------ GIVEN TEXT

Business affairs including strategies to keep your business moving forward during separation
Divorce is a stressful time. That stress can be compounded where one or both spouses are running a business. Is the business part of the asset split? Who keeps it? What is it worth? How do you keep it running in the meantime?
A share in a business is an asset
A share in a business is usually regarded as an asset and forms part of the asset pool for division. This is the case even for family businesses owned together with children or siblings, or where the business is owned with external business partners. It is also the case where the business operates though a trust, company or partnership.
So, what are the first steps?
If both spouses are working in the business, one of the first issues to resolve is whether both spouses will keep working in the business throughout the settlement negotiations. Keeping the business running and profitable throughout the negotiation process is vital. High levels of conflict between spouses has the potential to spill over into the workplace, affecting staff, customers, cashflow and profitability. Ways to avoid this can include:
Having clearly defined job roles and responsibilities
- Drawing up a schedule for which spouse is to be in the office on which days
- Having your accountant/manager step in to run management meetings
- One spouse stops working in the business
If spouses decide that one person will stop working in the business during negotiations, then there needs to be agreement about:
- how that spouse will access income in the meantime
- how that spouse will continue to have visibility of the business’ financial information and operations
Next step – reaching an agreement about the value of the business
This can be complex where business assets include intellectual property, real property holdings with development potential, or incomplete projects/deals.
Spouses can agree on a value for their business, or if no agreement can be reached, or if the business is highly profitable, specialised or otherwise complex, then a joint expert valuation can be obtained. In most cases, both the business, real property and plant and equipment owned by the business are usually valued by independent jointly appointed experts with family law experience. Whilst there are many ways to value a business in family law cases (and every business will be unique) the most used methods are:
- net assets of the business
- future maintainable earnings
Is the business going to be sold?

------------

■ **EXERCISE INSTRUCTIONS**: Could you write out, word for word, the part of the divorce and business text above between "Business affairs including" and "in the meantime?", inclusive?

------ DATASET RECORDS

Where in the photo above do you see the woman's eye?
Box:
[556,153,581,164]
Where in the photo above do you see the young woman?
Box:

------------

■ **FULL SOLUTION**:
Business affairs including strategies to keep your business moving forward during separation
Divorce is a stressful time. That stress can be compounded where one or both spouses are running a business. Is the business part of the asset split? Who keeps it? What is it worth? How do you keep it running in the meantime?